### WORK REQUEST A
From the passage on insight in first-episode schizophrenia, list each reported percentage of patients with good insight together with its assessment point.
### WORK REQUEST B
Resume the passage on insight in first-episode schizophrenia, starting after its last sentence.

### QUOTED PASSAGE
╔══
Researchers have found that a significant proportion of patients with first-episode schizophrenia have good insight at the initial assessment and that it improves over subsequent years.

"It seems as if at least for the first 3 years good insight remains stable," they report in the journal Schizophrenia Research.

These findings are "encouraging," the investigators note, and suggest that patients may accept pharmacological and psychological treatment during the early stages of their condition.

Huma Saeedi (Centre for Addiction and Mental Health, Toronto, Canada) and colleagues investigated insight in 278 individuals admitted to a comprehensive early psychosis treatment program. Insight, symptoms, and cognition were assessed on admission and after 1, 2, and 3 years.

At baseline, 60% of patients exhibited good insight, defined as a score below 4 on G12 of the Positive and Negative Syndrome Scale (PANSS).

The proportion of patients with good insight increased to 83% by the third year of follow-up, with intermediate rates of 80% at 1 year and 79% at 2 years.

Comparing patients with good and poor insight revealed that, at each assessment point, poor insight was associated with higher ratings for positive, negative, and general psychopathology symptoms.

Patients with good insight had higher overall cognitive scores at the 1-year assessment, and they also performed significantly better than those with poor insight on several individual cognitive tests. Notably, this occurred using the Wisconsin Card Sorting Test, a measure that is thought to be related to insight.
╚══
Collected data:
╔══
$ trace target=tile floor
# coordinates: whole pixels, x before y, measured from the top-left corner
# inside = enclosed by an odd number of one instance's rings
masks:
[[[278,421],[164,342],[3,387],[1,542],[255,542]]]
╚══
### WRITTEN ANSWER A
- Baseline: 60%
- 1 year: 80%
- 2 years: 79%
- 3 years: 83%

### WRITTEN ANSWER B
"Since the poor insight group demonstrates poor cognitive functioning and consistent poor ratings on all PANSS ratings, this may also reflect that a lack of insight is just one more deficit that marks a poor prognosis subgroup," Saeedi and team propose.

Baseline levels of depression were higher among patients with good insight than those with poor insight, which the researchers say supports the theory that "self-awareness deficits in psychosis may result from a form of psychological defense."

However, at subsequent assessments, depression levels did not differ significantly between those with good and poor insight.

"In terms of clinical implications, early psychosis treatment programs should capitalize on the fact that the majority of first-episode subjects may actually present with intact insight and work to engage them in the range of pharmacological and psychological treatments that are becoming standard practice in early psychosis," the investigators conclude.